Stored data entries:
--- START ---

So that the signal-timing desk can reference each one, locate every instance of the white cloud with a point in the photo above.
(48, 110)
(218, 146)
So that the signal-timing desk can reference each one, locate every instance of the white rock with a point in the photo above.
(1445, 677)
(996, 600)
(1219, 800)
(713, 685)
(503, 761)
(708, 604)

--- END ---

What to work on :: The lines from the one containing "rock with a point in the photo above." through the final line of the entries above are to be printed exactly, with nothing added.

The answer ::
So that the signal-timing desk can reference each one, locate every instance of the white rock with a point in the photo above.
(1445, 677)
(996, 600)
(1219, 800)
(713, 685)
(503, 761)
(708, 604)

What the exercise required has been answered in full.